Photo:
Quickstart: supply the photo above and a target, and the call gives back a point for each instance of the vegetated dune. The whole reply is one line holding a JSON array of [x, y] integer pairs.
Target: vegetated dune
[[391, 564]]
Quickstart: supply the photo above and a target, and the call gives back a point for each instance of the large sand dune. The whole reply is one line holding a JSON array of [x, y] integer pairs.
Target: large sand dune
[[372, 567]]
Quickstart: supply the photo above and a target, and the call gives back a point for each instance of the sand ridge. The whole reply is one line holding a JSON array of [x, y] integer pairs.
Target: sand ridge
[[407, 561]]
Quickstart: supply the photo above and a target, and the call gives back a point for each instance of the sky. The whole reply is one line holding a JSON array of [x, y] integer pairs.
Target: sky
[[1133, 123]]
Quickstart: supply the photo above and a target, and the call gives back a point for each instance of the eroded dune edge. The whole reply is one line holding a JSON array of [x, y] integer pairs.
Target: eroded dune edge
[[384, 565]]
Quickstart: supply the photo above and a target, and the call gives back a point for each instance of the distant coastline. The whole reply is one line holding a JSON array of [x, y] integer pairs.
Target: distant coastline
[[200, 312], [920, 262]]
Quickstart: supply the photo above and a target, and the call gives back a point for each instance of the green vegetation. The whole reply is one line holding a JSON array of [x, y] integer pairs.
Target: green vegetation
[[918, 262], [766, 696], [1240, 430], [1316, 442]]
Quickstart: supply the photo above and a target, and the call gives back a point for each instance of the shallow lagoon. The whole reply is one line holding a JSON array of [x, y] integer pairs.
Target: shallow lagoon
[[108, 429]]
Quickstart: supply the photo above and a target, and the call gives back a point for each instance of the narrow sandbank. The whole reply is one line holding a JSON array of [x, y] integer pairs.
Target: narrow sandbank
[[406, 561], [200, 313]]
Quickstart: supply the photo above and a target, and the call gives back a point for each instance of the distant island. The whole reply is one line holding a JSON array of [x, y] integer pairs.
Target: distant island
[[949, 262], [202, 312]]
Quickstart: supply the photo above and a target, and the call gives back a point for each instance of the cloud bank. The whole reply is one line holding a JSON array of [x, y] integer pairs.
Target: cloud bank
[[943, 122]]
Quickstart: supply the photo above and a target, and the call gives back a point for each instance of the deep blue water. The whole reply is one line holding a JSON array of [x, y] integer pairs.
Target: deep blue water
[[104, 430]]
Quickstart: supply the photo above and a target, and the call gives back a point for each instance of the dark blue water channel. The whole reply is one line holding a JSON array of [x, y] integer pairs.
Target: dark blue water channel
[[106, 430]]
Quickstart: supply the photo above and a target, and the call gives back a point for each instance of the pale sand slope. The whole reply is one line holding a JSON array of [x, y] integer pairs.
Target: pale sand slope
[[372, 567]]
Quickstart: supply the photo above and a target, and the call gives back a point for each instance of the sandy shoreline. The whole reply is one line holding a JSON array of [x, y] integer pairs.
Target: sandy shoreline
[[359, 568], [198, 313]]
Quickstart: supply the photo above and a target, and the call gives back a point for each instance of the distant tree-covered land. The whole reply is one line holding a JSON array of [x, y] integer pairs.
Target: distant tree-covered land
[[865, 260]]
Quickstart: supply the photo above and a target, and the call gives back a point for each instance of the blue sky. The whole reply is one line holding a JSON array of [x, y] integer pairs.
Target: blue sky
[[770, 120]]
________________________
== Problem statement ==
Transcribe the data above in full, exactly.

== Answer to this task ==
Photo:
Quickstart: supply the photo above and a target, and the call gives back a point for each instance of the vegetated dune. The whole reply is one line holding a JSON array of [x, y] integer pairs.
Target: vegetated dune
[[391, 564]]
Quickstart: supply the photo above and a target, and the call gives back a point for each instance of the large sand dune. The whole reply is one line holding a JSON array of [x, y] integer pairs.
Target: large sand dune
[[372, 567]]
Quickstart: supply the photo above and a target, and the call gives back a point for each instance of the sand ridge. The whole reply is one line holding a JSON array of [x, y] integer pairs.
Target: sand ridge
[[407, 561]]
Quickstart: supply the photo above and a target, and the call gives back a point for each instance of the sky. The whole reply is one line holding a JSON array of [x, y] integer pairs.
Target: sky
[[1133, 123]]
Quickstart: supply the photo above and a target, and the call gives back a point for each instance of the eroded dune edge. The whole reply is one line holding a JSON array of [x, y] integer pairs.
Target: eroded dune edge
[[384, 565]]
Quickstart: supply the photo above and a target, and the call gives back a point for each instance of the distant coastline. The whole reply is one line holding a JSON array of [x, y] integer pairs.
Target: distant coastline
[[200, 312], [920, 262]]
Quickstart: supply the photo above and a target, and the call gives back a point for each instance of the green vegetation. The whole reply is one line holding a JSON array of [x, y] integer pairs.
Target: green vegetation
[[918, 262], [766, 696], [1240, 430], [1316, 442]]
Quickstart: supply the photo above and a target, and the call gives back a point for each instance of the shallow lagoon. The whole reply is one line holding a JSON array of [x, y] integer pairs.
Target: shallow lagoon
[[108, 429]]
Quickstart: supply the photo above and a target, and the call gives back a point for each instance of the narrow sandbank. The whole reply is one line holding a JSON array of [x, y] integer pairs.
Target: narrow sandbank
[[406, 561], [200, 313]]
Quickstart: supply the photo above and a target, and the call gives back a point for each instance of the distant island. The whole reply is one line holding a JSON array of [x, y] integer pairs.
Target: distant island
[[949, 262], [202, 312]]
Quickstart: supply the photo above and a target, and the call gives back a point for each instance of the cloud bank. The whole reply is one line holding a JSON array of [x, y] integer pairs.
Target: cloud bank
[[943, 122]]
Quickstart: supply the photo above and a target, and the call gives back a point for each instance of the deep blue water. The whole reply is one line holding a JSON array of [x, y] integer pairs.
Target: deep blue water
[[104, 430]]
Quickstart: supply the photo above and a target, and the call gives back a point for each instance of the dark blue water channel. The whole reply is one line holding a JSON array of [x, y] integer pairs.
Target: dark blue water channel
[[106, 430]]
Quickstart: supply the photo above and a target, and the call gives back a point for each instance of the pale sand slope. The whole reply is one line holding a JSON array of [x, y] integer pairs.
Target: pale sand slope
[[372, 567]]
Quickstart: supply the photo above and a target, and the call gives back a point for each instance of the sandy shoreline. The whole reply is one line holding a JSON array of [x, y] integer pairs.
Target: sandy shoreline
[[359, 568], [198, 313]]
Quickstart: supply the photo above and a target, and the call gives back a point for each instance of the distant tree-covered land. The whole reply is one line holding a JSON array of [x, y] integer pairs.
Target: distant tree-covered land
[[865, 260]]
Quickstart: supply the photo above and a target, and the call gives back a point for each instance of the blue sky. The whole reply is one line holding a JSON array of [x, y] integer pairs.
Target: blue sky
[[770, 120]]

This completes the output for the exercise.